Copy out the listing below verbatim, keeping every line and character unchanged.
◆ ◆ ◆ ◆ ◆ ◆ ◆
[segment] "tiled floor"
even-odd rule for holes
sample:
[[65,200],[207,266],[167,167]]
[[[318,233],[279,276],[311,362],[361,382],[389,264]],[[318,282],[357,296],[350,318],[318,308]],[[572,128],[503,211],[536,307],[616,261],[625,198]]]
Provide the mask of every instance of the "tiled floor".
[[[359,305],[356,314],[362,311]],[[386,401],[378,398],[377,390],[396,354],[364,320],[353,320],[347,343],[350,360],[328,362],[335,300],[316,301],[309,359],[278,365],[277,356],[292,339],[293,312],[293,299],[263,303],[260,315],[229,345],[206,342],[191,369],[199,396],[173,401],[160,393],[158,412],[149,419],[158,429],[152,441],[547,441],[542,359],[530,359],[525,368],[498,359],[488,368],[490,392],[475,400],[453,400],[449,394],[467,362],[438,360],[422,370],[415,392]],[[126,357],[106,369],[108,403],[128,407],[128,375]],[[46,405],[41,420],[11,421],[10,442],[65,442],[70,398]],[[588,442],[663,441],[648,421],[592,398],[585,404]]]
◆ ◆ ◆ ◆ ◆ ◆ ◆
● **In response**:
[segment] "tiled floor"
even-odd rule for holes
sample:
[[65,200],[207,266],[167,167]]
[[[318,233],[279,276],[311,362],[361,382],[389,264]],[[318,282],[357,296],[350,318],[318,308]],[[572,128],[503,211],[536,307],[616,261],[625,198]]]
Provide the mask of every instance of the "tiled floor".
[[[359,305],[356,314],[362,311]],[[386,401],[378,398],[377,390],[396,354],[364,320],[353,320],[347,343],[350,360],[328,362],[335,300],[316,301],[309,359],[278,365],[277,356],[292,339],[293,312],[293,299],[263,303],[260,315],[229,345],[206,342],[191,369],[199,396],[173,401],[160,393],[158,412],[149,419],[158,429],[152,441],[547,441],[542,359],[530,359],[525,368],[498,359],[488,368],[490,392],[475,400],[453,400],[449,394],[467,362],[438,360],[422,370],[415,392]],[[126,357],[106,369],[108,403],[128,407],[128,375]],[[46,405],[41,420],[11,421],[10,442],[65,442],[70,398]],[[588,442],[663,441],[648,421],[592,398],[585,404]]]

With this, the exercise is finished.